** DATA EXTRACT **
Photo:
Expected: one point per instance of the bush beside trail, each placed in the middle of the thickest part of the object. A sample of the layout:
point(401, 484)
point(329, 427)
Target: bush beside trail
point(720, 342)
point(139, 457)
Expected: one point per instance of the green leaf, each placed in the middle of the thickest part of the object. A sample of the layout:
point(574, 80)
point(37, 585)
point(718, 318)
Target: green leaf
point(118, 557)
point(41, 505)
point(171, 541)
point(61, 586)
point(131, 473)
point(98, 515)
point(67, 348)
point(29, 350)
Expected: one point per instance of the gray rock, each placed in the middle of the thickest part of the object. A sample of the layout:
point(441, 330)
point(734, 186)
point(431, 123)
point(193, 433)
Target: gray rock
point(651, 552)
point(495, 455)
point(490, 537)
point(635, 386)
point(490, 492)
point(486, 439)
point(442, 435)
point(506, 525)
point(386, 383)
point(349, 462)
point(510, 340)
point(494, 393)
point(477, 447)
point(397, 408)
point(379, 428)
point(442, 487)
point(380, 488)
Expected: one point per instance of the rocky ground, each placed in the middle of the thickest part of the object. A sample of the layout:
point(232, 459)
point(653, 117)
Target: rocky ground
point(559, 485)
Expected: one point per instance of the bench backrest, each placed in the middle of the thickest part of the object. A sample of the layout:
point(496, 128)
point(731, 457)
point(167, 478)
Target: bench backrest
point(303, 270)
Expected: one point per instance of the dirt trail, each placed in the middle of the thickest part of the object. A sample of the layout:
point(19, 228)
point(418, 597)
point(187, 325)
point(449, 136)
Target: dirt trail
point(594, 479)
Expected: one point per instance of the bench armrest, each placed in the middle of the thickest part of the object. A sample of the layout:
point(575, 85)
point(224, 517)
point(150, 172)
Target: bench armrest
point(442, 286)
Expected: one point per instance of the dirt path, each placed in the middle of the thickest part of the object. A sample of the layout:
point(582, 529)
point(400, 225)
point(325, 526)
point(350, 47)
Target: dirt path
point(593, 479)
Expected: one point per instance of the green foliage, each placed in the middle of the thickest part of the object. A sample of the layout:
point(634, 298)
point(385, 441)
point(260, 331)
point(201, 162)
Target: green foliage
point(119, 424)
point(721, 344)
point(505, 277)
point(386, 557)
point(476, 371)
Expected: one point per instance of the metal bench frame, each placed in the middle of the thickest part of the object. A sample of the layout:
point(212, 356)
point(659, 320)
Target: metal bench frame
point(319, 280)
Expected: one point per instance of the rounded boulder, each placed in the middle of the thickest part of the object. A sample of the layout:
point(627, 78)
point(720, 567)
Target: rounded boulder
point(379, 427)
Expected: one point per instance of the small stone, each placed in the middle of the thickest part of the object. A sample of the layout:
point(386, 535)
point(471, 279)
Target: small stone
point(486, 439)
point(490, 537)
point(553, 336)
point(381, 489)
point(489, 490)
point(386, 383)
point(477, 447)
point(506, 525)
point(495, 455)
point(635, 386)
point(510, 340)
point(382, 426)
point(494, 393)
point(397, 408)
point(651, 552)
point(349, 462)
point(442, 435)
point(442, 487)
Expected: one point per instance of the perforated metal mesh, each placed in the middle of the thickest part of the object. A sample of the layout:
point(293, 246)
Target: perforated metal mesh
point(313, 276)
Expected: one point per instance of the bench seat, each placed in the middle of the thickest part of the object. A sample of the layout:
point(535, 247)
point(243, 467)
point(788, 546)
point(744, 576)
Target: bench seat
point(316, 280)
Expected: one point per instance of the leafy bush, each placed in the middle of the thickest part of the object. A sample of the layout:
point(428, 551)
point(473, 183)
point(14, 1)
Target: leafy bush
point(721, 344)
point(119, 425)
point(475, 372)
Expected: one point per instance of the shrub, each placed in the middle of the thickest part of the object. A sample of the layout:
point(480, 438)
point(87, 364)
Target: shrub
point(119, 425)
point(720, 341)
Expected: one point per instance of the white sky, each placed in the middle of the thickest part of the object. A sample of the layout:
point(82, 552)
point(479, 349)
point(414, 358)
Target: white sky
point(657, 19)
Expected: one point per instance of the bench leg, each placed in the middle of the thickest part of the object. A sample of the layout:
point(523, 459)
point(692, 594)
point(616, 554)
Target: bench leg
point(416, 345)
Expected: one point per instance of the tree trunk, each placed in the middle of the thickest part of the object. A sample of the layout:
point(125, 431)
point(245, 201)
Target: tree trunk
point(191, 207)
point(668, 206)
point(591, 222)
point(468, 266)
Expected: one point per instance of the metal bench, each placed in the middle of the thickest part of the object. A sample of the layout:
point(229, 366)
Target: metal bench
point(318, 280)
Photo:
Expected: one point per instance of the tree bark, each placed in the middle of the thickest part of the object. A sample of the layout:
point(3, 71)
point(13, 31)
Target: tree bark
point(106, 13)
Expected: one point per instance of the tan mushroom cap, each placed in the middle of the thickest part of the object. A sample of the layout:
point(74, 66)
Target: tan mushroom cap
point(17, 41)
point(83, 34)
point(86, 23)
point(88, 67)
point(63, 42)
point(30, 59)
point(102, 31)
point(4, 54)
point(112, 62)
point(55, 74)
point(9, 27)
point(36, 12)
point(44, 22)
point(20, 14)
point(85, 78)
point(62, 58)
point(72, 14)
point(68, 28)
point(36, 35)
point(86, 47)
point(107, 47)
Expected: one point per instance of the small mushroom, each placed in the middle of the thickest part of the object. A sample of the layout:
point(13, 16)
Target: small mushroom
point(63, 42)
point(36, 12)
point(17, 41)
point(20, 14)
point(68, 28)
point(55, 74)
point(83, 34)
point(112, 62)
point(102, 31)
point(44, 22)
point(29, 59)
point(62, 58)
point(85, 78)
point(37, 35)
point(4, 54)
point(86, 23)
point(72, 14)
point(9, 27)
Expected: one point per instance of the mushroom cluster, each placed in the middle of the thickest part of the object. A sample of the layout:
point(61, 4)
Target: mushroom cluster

** REQUIRED WORK **
Repeat every line of the items in the stretch from the line containing "Expected: one point per instance of the bench armrest, each" through the line containing "point(476, 371)", requests included, and shift each answer point by adding 13 to both of its coordinates. Leave the sample points inside the requests as they are.

** OUTPUT **
Expected: one point per instance of the bench armrest, each placed in the middle of the thickest part of the object. A sample of the layout:
point(575, 85)
point(224, 517)
point(150, 172)
Target: bench armrest
point(455, 299)
Expected: one point per instance of the dirt path, each placed in the middle of the thickest part of the object. A sample of the layout:
point(582, 529)
point(400, 225)
point(325, 526)
point(350, 47)
Target: dirt path
point(606, 492)
Expected: one point per instance of the green foliage, each placed in the middle of the thickest part of the object. A sample of the layout:
point(634, 298)
point(385, 441)
point(260, 331)
point(201, 162)
Target: green foliage
point(132, 437)
point(734, 357)
point(518, 290)
point(399, 570)
point(489, 384)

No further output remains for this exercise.